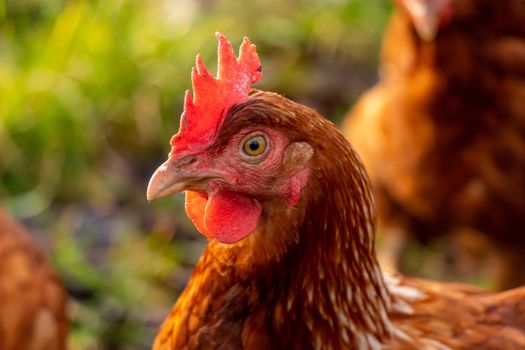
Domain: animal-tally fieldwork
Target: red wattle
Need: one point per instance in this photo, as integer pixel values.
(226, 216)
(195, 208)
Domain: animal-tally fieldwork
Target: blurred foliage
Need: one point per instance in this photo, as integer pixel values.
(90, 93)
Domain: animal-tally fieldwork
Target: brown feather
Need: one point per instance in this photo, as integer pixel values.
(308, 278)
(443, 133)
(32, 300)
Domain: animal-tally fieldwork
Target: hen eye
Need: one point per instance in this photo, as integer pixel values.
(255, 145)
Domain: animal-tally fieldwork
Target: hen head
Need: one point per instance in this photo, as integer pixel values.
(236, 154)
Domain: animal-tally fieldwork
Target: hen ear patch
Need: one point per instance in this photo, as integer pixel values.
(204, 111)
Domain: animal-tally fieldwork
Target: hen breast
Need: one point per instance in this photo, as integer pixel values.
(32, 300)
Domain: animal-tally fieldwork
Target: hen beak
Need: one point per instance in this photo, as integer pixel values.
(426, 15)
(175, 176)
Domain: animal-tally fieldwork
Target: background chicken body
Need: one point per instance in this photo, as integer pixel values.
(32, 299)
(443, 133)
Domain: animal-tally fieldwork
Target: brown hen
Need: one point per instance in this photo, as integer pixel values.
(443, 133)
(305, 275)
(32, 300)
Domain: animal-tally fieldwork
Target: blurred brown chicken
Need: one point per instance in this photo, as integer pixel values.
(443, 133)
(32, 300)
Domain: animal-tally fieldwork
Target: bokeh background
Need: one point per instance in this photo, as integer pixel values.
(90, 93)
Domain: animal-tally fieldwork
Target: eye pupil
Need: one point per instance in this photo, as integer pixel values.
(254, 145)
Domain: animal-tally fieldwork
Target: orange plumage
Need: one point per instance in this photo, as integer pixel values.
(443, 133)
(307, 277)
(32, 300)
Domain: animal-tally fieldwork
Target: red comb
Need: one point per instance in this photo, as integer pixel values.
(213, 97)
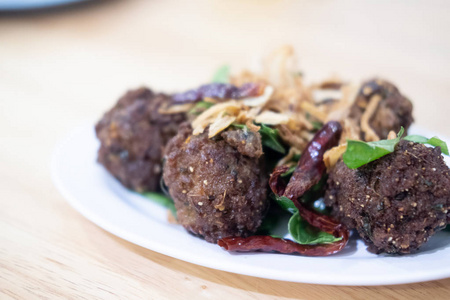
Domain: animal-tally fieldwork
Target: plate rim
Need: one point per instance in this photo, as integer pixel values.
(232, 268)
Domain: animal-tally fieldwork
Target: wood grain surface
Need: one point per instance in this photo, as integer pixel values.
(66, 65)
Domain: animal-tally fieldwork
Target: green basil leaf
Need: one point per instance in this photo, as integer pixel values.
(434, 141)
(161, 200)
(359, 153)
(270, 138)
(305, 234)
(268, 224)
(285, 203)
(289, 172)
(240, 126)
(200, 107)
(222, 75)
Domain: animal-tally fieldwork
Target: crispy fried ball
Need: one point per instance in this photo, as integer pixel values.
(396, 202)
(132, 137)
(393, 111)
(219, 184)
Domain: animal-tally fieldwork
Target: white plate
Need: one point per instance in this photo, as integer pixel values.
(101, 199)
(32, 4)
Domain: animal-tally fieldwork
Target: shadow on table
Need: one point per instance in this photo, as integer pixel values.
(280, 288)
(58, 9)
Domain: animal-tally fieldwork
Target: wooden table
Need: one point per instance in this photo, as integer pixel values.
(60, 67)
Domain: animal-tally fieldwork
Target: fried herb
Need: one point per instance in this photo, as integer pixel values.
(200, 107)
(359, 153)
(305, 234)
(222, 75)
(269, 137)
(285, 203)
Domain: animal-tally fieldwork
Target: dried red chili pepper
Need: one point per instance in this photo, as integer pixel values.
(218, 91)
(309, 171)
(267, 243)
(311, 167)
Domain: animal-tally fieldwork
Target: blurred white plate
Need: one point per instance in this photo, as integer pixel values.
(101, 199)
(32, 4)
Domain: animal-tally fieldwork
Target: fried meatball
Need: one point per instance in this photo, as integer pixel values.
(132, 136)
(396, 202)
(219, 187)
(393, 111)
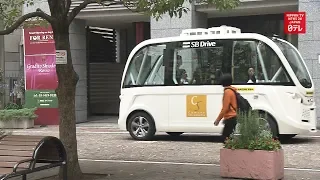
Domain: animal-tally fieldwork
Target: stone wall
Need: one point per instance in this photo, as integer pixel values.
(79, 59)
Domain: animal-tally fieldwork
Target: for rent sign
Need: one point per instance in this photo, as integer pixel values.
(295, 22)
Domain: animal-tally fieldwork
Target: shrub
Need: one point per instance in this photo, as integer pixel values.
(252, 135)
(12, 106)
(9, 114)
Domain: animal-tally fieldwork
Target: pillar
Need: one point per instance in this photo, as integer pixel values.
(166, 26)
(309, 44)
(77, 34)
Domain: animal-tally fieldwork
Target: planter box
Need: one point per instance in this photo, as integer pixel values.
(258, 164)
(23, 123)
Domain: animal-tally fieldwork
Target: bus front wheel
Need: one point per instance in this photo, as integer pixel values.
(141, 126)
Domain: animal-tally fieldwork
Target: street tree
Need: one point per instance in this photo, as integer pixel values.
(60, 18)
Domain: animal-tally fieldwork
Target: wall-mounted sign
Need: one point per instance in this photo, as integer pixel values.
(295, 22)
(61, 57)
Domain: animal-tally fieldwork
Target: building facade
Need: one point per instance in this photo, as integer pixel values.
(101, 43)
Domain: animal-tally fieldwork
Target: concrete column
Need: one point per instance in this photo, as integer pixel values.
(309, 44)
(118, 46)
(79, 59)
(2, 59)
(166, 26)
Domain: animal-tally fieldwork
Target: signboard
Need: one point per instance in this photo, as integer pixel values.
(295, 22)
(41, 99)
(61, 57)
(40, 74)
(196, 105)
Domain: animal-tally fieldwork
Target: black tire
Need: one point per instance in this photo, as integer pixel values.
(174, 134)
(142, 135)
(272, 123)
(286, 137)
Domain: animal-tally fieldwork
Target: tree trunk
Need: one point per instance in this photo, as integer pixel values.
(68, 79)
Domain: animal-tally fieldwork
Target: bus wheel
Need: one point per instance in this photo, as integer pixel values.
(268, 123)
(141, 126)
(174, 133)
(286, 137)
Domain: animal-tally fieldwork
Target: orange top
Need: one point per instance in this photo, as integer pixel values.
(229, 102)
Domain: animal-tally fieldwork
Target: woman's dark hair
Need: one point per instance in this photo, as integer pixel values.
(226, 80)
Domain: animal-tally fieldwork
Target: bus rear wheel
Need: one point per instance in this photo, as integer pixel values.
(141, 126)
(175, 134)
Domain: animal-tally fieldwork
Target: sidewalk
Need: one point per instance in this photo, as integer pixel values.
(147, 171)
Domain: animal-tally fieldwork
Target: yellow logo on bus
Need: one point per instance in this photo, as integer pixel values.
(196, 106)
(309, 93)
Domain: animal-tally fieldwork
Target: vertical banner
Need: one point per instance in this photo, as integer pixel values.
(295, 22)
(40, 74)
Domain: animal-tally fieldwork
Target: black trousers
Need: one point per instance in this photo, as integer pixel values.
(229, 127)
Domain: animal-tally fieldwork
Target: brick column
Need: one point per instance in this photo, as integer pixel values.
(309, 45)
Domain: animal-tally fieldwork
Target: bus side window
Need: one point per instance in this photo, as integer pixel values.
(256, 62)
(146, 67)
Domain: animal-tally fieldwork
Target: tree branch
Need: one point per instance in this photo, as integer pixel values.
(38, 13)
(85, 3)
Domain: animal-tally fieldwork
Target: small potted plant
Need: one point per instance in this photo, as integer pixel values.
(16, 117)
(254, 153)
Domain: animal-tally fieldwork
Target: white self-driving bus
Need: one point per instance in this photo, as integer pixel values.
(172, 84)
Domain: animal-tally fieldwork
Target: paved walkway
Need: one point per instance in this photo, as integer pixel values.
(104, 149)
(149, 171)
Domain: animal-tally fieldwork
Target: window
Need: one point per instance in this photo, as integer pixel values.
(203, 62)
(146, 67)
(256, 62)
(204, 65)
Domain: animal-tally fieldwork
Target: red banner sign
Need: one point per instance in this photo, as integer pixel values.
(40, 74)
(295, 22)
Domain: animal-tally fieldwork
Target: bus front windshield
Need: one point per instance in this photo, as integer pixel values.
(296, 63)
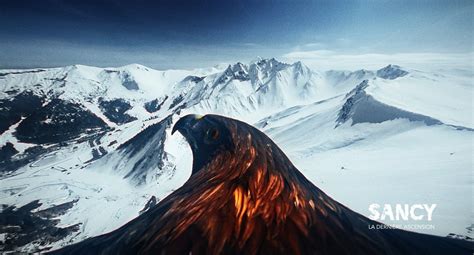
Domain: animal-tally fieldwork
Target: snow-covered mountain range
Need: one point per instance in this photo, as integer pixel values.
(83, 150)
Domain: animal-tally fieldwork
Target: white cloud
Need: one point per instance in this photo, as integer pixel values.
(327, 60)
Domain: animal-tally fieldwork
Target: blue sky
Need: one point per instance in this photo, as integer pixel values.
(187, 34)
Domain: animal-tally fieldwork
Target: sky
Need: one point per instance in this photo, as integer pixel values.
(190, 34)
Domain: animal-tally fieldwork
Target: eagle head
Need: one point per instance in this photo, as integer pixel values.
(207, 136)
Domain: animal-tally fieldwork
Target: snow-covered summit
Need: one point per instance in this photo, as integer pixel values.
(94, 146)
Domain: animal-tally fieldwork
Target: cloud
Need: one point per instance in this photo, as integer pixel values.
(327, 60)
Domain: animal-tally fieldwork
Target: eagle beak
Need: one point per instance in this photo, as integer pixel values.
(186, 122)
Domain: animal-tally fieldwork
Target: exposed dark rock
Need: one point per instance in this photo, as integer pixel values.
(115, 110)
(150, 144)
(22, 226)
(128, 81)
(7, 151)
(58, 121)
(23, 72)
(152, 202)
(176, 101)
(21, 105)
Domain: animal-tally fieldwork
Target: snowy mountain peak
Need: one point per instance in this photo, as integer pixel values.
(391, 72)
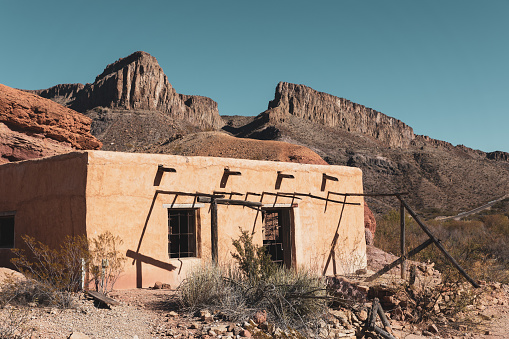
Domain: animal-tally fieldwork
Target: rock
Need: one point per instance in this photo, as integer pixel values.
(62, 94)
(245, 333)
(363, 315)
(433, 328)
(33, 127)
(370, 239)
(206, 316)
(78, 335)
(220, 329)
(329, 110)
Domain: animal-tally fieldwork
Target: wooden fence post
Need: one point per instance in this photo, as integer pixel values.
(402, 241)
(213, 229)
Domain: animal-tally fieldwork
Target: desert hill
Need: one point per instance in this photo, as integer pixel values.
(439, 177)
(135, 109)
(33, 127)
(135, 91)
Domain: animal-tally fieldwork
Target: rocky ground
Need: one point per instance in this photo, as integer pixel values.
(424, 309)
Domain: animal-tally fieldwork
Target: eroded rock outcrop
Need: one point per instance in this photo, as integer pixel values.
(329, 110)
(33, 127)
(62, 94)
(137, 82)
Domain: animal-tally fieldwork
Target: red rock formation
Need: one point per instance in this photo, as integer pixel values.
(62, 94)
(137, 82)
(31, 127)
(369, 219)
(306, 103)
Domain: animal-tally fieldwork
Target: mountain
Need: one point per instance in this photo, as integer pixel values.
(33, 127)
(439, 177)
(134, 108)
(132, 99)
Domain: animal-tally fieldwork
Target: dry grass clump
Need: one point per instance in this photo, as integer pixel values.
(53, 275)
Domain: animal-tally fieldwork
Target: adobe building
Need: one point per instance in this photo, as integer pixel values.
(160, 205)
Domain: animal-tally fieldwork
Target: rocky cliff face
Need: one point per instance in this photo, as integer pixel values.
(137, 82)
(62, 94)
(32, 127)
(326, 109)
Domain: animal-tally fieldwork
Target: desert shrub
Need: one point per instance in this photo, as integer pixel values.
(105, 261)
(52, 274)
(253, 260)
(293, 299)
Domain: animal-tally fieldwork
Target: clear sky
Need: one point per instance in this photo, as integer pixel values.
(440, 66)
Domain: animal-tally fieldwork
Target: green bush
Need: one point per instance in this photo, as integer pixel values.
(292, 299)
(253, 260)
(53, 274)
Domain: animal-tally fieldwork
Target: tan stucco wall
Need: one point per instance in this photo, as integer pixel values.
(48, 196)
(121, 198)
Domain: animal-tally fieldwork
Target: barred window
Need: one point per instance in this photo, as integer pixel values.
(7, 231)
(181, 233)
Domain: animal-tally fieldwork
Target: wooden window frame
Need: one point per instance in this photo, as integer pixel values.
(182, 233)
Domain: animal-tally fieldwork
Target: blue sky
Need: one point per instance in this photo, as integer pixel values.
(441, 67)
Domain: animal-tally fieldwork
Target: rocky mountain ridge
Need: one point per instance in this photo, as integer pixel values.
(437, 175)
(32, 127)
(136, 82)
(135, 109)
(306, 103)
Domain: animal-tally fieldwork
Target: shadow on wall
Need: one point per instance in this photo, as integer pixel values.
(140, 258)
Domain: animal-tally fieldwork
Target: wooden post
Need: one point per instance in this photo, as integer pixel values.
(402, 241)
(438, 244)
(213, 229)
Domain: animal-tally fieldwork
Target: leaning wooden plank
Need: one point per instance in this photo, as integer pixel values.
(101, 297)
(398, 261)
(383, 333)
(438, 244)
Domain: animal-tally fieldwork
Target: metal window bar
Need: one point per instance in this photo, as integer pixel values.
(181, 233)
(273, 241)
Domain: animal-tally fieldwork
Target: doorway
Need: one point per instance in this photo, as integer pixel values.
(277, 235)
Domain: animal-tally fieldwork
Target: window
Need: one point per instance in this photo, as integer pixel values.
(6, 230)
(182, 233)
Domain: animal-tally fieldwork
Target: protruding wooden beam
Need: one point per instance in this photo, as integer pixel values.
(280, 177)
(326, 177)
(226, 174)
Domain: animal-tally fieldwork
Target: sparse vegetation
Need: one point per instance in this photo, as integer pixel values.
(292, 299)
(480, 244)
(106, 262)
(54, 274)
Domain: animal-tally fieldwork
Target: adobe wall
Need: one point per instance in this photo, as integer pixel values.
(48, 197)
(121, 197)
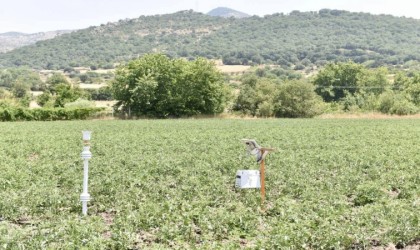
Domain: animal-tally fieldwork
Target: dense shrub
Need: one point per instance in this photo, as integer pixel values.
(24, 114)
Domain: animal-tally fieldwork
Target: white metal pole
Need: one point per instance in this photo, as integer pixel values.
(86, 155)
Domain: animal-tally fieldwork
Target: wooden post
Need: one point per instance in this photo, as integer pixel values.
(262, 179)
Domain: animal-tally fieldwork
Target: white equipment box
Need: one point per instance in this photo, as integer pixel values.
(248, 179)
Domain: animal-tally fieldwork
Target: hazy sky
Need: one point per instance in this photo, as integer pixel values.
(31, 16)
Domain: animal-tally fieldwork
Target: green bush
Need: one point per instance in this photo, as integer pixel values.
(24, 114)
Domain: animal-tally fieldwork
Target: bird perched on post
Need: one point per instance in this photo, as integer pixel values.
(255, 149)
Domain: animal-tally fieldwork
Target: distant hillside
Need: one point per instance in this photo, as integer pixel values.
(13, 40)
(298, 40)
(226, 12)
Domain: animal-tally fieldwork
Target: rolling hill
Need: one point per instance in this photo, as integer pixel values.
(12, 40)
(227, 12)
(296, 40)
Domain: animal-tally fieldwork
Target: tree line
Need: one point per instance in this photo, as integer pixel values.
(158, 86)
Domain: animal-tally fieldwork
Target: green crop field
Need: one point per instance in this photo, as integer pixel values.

* * * * * * *

* _PROBLEM TO WORK ON_
Find each line in the items above that contains the word "background" and copy those lines.

* _CORRECT OUTPUT_
Target: background chicken body
Target: bokeh background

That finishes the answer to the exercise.